> _Work to complete_:
Lay out the lines of the items, from the line containing "the white door?" through the final line, as a Markdown table with the columns Row and Line. Give each line its row number, skip blank lines, and include no other lines.

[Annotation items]
****************

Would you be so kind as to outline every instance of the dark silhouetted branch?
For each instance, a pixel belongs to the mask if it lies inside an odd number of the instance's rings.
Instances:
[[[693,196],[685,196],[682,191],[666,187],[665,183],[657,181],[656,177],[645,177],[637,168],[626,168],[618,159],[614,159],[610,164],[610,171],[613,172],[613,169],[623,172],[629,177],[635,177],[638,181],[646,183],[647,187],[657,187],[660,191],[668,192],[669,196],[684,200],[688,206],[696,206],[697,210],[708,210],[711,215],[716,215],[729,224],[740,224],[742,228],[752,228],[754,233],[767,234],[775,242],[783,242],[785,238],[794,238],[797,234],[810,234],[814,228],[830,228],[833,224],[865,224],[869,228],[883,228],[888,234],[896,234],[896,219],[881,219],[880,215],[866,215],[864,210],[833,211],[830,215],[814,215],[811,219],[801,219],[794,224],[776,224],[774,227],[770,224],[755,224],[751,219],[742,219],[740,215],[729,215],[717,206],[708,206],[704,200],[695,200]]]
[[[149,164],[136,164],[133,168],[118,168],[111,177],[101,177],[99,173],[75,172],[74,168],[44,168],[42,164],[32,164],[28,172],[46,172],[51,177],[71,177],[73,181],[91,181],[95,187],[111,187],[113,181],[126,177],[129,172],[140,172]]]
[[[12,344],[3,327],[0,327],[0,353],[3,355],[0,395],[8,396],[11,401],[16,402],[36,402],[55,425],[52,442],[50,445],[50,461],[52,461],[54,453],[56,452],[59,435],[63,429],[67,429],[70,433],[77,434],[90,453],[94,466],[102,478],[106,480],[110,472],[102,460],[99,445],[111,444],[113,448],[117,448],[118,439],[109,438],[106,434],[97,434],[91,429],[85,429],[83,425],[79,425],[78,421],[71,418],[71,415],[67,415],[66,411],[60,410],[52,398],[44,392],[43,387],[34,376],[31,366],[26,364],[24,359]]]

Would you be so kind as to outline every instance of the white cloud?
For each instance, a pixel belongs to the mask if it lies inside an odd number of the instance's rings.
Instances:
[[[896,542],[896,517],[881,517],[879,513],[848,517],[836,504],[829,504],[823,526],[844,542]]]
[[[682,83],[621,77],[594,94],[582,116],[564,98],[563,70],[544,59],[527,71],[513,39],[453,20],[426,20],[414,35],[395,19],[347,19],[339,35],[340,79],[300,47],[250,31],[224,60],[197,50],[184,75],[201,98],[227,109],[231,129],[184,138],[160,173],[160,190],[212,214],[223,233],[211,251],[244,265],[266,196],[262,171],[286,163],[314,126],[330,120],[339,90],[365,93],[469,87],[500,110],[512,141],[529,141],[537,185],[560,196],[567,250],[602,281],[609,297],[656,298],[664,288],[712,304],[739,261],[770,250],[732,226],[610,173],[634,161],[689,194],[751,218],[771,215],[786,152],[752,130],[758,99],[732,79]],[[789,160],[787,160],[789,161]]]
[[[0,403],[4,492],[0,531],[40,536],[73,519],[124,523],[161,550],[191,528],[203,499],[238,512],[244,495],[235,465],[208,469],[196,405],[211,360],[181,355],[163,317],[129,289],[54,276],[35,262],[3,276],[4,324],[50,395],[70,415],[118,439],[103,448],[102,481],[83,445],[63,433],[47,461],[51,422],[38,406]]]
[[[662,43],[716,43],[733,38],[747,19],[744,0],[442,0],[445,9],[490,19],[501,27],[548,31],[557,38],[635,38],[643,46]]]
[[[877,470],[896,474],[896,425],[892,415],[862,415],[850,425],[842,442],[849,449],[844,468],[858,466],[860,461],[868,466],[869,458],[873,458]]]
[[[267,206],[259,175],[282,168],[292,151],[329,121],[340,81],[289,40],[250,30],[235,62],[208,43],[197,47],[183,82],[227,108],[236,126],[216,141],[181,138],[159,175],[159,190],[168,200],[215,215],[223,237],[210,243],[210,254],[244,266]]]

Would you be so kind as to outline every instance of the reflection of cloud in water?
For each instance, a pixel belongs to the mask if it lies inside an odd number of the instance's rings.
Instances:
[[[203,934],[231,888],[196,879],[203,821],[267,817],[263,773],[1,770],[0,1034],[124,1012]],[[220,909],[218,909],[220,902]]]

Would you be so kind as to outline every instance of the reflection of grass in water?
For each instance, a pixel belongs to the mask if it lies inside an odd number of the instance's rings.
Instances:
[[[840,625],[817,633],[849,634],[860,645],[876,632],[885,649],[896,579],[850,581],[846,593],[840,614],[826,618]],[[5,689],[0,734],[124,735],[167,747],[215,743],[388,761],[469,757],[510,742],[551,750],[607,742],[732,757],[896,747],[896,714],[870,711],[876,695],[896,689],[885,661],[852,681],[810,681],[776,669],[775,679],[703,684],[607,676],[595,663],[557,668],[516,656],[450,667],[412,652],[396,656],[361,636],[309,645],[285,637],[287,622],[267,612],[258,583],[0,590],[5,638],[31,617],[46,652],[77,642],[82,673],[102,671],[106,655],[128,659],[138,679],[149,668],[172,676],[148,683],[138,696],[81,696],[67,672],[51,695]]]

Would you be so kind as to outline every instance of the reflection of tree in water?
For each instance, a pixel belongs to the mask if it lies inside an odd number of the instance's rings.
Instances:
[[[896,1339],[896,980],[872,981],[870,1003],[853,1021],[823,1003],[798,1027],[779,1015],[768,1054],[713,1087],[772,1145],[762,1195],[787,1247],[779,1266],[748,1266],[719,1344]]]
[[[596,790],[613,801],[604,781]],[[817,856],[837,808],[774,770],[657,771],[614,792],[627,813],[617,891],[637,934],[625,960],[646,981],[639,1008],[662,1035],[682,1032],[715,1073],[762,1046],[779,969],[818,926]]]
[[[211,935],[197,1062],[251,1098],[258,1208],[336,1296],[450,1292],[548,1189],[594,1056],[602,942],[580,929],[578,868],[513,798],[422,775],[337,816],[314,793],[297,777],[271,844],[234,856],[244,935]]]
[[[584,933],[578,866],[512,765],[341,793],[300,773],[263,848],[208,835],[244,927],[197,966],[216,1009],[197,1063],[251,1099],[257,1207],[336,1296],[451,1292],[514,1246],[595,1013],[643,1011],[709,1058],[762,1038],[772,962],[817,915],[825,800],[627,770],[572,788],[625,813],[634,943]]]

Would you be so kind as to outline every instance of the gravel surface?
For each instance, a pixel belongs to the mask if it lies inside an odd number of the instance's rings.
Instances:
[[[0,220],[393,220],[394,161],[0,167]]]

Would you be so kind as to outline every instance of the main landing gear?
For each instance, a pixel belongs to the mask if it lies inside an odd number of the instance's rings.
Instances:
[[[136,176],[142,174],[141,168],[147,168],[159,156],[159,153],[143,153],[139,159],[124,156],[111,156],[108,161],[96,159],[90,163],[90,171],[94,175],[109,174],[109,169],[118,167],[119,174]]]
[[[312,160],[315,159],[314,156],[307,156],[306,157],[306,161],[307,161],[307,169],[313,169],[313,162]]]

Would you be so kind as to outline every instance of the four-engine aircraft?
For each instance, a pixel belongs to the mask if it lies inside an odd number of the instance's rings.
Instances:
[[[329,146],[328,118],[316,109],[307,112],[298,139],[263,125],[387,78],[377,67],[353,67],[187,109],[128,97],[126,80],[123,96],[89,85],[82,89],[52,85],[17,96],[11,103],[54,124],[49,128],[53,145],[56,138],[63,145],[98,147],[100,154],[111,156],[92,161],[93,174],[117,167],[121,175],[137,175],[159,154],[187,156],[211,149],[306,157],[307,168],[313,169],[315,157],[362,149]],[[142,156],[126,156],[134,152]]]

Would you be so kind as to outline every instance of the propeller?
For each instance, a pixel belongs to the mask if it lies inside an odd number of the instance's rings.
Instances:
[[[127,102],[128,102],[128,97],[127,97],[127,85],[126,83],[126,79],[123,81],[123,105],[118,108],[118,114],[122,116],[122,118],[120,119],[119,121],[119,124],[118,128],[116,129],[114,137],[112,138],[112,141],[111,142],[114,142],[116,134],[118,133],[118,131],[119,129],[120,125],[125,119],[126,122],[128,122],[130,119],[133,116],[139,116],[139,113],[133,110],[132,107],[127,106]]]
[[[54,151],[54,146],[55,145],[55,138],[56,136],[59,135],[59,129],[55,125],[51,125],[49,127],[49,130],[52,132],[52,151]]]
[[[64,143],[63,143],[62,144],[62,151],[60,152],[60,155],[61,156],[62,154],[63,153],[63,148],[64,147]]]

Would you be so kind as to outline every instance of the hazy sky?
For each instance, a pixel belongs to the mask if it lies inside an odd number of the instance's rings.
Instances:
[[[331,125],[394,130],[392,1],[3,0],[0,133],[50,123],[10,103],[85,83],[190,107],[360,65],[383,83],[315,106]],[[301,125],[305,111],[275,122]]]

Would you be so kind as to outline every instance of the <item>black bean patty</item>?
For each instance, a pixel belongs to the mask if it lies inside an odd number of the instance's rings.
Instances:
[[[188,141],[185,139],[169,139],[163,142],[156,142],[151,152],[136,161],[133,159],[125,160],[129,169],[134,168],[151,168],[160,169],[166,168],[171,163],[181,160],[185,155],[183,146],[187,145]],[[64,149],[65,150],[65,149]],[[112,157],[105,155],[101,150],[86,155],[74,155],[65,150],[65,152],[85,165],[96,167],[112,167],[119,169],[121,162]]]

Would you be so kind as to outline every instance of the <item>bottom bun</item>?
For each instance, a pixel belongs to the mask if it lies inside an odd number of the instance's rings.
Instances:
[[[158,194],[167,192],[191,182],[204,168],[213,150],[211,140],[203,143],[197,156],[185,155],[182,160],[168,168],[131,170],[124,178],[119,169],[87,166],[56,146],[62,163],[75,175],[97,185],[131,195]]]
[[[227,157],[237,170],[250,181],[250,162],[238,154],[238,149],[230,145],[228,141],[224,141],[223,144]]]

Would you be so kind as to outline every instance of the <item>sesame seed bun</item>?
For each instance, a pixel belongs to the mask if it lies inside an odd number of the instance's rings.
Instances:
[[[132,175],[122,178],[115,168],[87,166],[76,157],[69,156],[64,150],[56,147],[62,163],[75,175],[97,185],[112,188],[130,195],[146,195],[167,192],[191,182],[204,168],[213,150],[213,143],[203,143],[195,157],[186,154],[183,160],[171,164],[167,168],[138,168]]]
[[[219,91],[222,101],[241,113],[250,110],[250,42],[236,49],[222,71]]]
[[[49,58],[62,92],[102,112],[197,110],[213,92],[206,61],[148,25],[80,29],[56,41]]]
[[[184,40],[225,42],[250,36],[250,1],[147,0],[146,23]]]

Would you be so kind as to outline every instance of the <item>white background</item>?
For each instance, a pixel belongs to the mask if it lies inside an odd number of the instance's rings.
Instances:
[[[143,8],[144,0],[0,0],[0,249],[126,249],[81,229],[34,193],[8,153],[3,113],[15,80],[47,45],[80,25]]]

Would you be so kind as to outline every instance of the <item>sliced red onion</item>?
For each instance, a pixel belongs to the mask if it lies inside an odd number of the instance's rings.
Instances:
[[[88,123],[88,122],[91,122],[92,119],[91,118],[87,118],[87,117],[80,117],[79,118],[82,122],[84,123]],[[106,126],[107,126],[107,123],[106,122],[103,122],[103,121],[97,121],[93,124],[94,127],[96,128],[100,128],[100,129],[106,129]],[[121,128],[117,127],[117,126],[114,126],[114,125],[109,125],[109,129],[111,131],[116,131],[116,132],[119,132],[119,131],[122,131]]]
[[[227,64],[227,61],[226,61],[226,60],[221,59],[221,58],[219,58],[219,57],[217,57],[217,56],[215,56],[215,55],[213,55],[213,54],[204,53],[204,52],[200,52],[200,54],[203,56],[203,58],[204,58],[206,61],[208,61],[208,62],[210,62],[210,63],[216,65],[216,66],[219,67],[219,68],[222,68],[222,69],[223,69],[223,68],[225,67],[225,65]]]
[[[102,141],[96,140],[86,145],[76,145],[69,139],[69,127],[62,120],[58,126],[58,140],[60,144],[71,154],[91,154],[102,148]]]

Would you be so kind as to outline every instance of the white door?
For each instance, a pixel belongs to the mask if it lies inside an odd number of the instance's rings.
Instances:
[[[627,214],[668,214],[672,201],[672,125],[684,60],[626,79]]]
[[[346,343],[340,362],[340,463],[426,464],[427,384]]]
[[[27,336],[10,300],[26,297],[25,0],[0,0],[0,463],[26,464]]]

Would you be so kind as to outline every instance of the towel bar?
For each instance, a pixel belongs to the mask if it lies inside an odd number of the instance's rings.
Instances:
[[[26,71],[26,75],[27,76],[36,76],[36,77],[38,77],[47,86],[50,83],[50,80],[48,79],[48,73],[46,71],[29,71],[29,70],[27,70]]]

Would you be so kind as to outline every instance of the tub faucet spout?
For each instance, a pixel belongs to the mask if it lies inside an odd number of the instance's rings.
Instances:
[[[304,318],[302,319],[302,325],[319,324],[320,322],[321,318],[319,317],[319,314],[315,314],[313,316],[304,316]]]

****************

> _Task response_:
| Row | Line |
|---|---|
| 1 | Would you be so kind as to outline every instance of the white door? |
| 2 | For each instance, a pixel belongs to the mask if it lies inside an odd number of the instance's rings. |
| 3 | Instances: |
| 4 | [[[627,214],[668,214],[672,201],[672,125],[684,60],[626,79]]] |
| 5 | [[[346,343],[340,362],[340,463],[426,464],[427,384]]] |
| 6 | [[[27,336],[10,300],[26,297],[25,0],[0,0],[0,463],[26,464]]] |
| 7 | Would you be so kind as to outline every instance of the towel bar? |
| 8 | For each instance, a pixel belongs to the mask if it lies inside an odd number of the instance's rings. |
| 9 | Instances: |
| 10 | [[[26,71],[26,75],[27,76],[36,76],[36,77],[38,77],[47,86],[50,83],[50,80],[48,79],[48,73],[46,71],[29,71],[29,70],[27,70]]] |
| 11 | Would you be so kind as to outline every instance of the tub faucet spout? |
| 12 | For each instance, a pixel belongs to the mask if it lies inside an odd number of the instance's rings. |
| 13 | Instances: |
| 14 | [[[304,318],[302,319],[302,325],[319,324],[320,322],[321,318],[319,317],[319,314],[315,314],[313,316],[304,316]]] |